• **Description of the task**: Output all records exactly, with no images.

Stored items
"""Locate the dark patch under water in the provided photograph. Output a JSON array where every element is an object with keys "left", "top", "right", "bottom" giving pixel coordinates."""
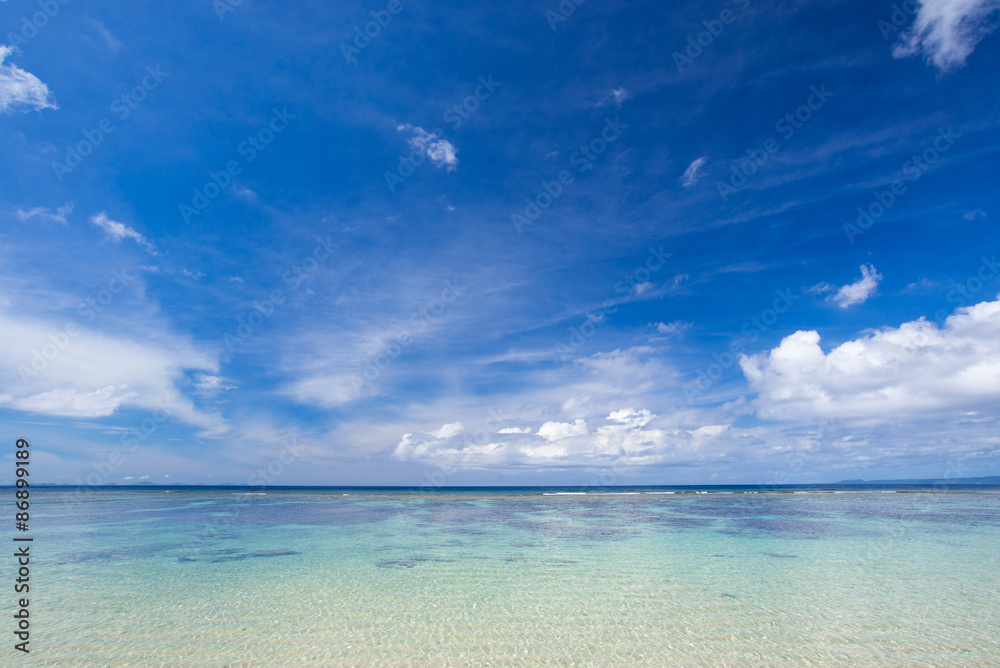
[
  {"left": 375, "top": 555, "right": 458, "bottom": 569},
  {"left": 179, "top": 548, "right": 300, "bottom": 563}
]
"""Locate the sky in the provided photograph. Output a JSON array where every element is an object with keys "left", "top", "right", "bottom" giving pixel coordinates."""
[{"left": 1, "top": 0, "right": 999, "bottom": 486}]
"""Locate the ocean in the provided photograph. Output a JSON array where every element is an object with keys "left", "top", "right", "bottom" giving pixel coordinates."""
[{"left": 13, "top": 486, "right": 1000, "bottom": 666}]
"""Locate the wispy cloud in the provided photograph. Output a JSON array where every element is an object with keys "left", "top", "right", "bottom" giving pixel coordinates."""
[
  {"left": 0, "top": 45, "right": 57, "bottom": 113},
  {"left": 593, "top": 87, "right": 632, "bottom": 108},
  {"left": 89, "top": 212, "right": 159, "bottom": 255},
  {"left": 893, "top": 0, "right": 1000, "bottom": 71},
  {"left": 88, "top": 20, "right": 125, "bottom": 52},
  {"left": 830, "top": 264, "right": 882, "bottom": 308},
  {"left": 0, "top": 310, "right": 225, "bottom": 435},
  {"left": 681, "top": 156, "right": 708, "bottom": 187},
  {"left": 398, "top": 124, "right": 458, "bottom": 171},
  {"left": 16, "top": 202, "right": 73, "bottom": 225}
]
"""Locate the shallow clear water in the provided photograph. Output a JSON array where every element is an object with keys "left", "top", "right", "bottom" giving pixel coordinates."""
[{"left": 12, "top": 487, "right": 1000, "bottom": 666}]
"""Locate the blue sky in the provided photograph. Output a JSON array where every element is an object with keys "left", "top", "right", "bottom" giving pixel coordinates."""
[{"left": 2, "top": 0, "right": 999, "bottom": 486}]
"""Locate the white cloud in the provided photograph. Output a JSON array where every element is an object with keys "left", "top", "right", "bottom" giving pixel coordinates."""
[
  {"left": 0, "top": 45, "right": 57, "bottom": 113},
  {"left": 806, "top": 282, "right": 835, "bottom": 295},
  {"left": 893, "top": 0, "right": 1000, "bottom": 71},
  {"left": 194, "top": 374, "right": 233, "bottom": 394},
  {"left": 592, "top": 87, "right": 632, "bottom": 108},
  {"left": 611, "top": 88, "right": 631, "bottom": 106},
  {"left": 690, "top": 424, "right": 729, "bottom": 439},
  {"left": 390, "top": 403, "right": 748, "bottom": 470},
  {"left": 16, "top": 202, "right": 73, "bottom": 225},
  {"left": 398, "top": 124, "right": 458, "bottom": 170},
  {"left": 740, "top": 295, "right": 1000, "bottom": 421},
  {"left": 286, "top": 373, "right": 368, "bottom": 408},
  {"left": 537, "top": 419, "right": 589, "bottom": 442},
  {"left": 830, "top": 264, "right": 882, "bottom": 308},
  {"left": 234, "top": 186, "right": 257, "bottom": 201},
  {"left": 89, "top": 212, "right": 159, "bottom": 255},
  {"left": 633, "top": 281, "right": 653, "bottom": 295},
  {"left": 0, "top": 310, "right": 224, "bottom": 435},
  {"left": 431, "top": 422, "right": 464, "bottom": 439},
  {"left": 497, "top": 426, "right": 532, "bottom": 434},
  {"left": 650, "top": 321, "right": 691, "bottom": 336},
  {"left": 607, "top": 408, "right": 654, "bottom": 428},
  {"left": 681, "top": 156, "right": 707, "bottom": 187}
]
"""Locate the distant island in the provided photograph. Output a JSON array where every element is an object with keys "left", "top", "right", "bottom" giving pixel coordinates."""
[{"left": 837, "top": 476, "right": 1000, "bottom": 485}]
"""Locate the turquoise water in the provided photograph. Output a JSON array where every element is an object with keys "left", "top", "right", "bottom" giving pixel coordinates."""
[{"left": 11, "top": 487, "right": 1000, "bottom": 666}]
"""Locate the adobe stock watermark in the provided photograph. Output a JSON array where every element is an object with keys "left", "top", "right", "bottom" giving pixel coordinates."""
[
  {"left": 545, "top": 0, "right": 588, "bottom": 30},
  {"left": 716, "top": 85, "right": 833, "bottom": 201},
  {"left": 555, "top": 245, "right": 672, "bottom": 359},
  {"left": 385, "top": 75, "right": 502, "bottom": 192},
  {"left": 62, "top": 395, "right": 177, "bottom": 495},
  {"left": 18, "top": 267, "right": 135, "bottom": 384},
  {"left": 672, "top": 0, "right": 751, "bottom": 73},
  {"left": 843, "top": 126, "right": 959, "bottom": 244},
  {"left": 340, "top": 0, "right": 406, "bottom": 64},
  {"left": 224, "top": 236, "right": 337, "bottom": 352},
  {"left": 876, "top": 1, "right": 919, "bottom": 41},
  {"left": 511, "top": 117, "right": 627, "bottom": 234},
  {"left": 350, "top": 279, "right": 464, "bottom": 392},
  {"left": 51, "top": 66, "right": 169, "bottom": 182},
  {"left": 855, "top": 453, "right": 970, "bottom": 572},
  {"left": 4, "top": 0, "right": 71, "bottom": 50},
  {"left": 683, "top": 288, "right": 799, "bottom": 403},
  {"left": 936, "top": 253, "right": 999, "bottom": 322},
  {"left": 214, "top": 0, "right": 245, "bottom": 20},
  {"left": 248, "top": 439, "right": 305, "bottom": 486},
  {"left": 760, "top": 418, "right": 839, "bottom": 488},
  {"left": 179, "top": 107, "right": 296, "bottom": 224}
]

• **Answer section**:
"""Locate the dark patch under water in the provided photograph. Output a JSON array where every element is an object with keys "left", "top", "right", "bottom" giving pixel coordinates."""
[
  {"left": 375, "top": 555, "right": 458, "bottom": 569},
  {"left": 179, "top": 548, "right": 300, "bottom": 563}
]
"""Locate the sky in the provided photograph. Output a JSON array where every element is an object with keys "left", "top", "right", "bottom" giving pixel coordinates."""
[{"left": 1, "top": 0, "right": 999, "bottom": 486}]
"""Locate the ocean in the provided photograph. Output a JSON array where every element is an object with keys "left", "top", "right", "bottom" giving pixel coordinates."""
[{"left": 13, "top": 486, "right": 1000, "bottom": 666}]
"""Locate the wispy cloud in the provided photograph. Output a JSON array where every element is an object with keys "left", "top", "right", "bottom" giving pixel coordinates."""
[
  {"left": 0, "top": 45, "right": 57, "bottom": 113},
  {"left": 593, "top": 87, "right": 632, "bottom": 108},
  {"left": 89, "top": 212, "right": 159, "bottom": 255},
  {"left": 893, "top": 0, "right": 1000, "bottom": 71},
  {"left": 88, "top": 20, "right": 125, "bottom": 52},
  {"left": 830, "top": 264, "right": 882, "bottom": 308},
  {"left": 0, "top": 310, "right": 225, "bottom": 435},
  {"left": 681, "top": 156, "right": 708, "bottom": 187},
  {"left": 398, "top": 124, "right": 458, "bottom": 171},
  {"left": 16, "top": 202, "right": 73, "bottom": 225}
]
"""Locate the shallow clear water in the provided photograph. Output a JSON array where every element is an object with keys "left", "top", "right", "bottom" giving pixel coordinates."""
[{"left": 12, "top": 487, "right": 1000, "bottom": 666}]
"""Locate the blue sky in the provided photograph. Output a JSON array where every element is an object with keys "left", "top", "right", "bottom" giving pixel coordinates."""
[{"left": 2, "top": 0, "right": 999, "bottom": 486}]
"""Locate the white cloud in the provided photograph. Output a JSON array where every element is an object with keys "left", "top", "right", "bottom" giving pixel coordinates."""
[
  {"left": 0, "top": 45, "right": 57, "bottom": 113},
  {"left": 806, "top": 282, "right": 835, "bottom": 295},
  {"left": 893, "top": 0, "right": 1000, "bottom": 71},
  {"left": 194, "top": 374, "right": 233, "bottom": 394},
  {"left": 592, "top": 87, "right": 632, "bottom": 108},
  {"left": 611, "top": 88, "right": 631, "bottom": 106},
  {"left": 690, "top": 424, "right": 729, "bottom": 439},
  {"left": 390, "top": 403, "right": 748, "bottom": 470},
  {"left": 16, "top": 202, "right": 73, "bottom": 225},
  {"left": 398, "top": 124, "right": 458, "bottom": 170},
  {"left": 740, "top": 295, "right": 1000, "bottom": 421},
  {"left": 286, "top": 373, "right": 368, "bottom": 408},
  {"left": 537, "top": 419, "right": 589, "bottom": 442},
  {"left": 830, "top": 264, "right": 882, "bottom": 308},
  {"left": 234, "top": 186, "right": 257, "bottom": 201},
  {"left": 89, "top": 212, "right": 159, "bottom": 255},
  {"left": 633, "top": 281, "right": 653, "bottom": 295},
  {"left": 0, "top": 310, "right": 224, "bottom": 435},
  {"left": 431, "top": 422, "right": 464, "bottom": 439},
  {"left": 497, "top": 426, "right": 532, "bottom": 434},
  {"left": 650, "top": 321, "right": 691, "bottom": 336},
  {"left": 607, "top": 408, "right": 654, "bottom": 428},
  {"left": 681, "top": 156, "right": 707, "bottom": 187}
]
"""Locate the distant island in the provided photograph. Output a JSON array where every element is an object with keys "left", "top", "right", "bottom" giving pixel coordinates."""
[{"left": 837, "top": 476, "right": 1000, "bottom": 485}]
"""Locate the turquoise water in the provided photograph. Output a JSON array where every element is an object with keys "left", "top", "right", "bottom" giving pixel coordinates."""
[{"left": 11, "top": 487, "right": 1000, "bottom": 666}]
"""Locate the adobe stock watermark in the provided photograph. Output a JSON array where every element is an object with keys "left", "top", "right", "bottom" giving pixel coordinates."""
[
  {"left": 545, "top": 0, "right": 588, "bottom": 30},
  {"left": 716, "top": 85, "right": 833, "bottom": 201},
  {"left": 555, "top": 245, "right": 672, "bottom": 359},
  {"left": 385, "top": 75, "right": 502, "bottom": 192},
  {"left": 62, "top": 395, "right": 177, "bottom": 495},
  {"left": 18, "top": 267, "right": 135, "bottom": 384},
  {"left": 672, "top": 0, "right": 751, "bottom": 73},
  {"left": 843, "top": 126, "right": 959, "bottom": 244},
  {"left": 340, "top": 0, "right": 406, "bottom": 64},
  {"left": 224, "top": 236, "right": 337, "bottom": 352},
  {"left": 876, "top": 1, "right": 919, "bottom": 41},
  {"left": 511, "top": 117, "right": 627, "bottom": 234},
  {"left": 350, "top": 279, "right": 464, "bottom": 392},
  {"left": 51, "top": 66, "right": 169, "bottom": 182},
  {"left": 855, "top": 453, "right": 970, "bottom": 572},
  {"left": 4, "top": 0, "right": 71, "bottom": 50},
  {"left": 683, "top": 288, "right": 799, "bottom": 403},
  {"left": 936, "top": 253, "right": 999, "bottom": 322},
  {"left": 214, "top": 0, "right": 245, "bottom": 20},
  {"left": 248, "top": 439, "right": 305, "bottom": 486},
  {"left": 760, "top": 418, "right": 839, "bottom": 488},
  {"left": 179, "top": 107, "right": 296, "bottom": 224}
]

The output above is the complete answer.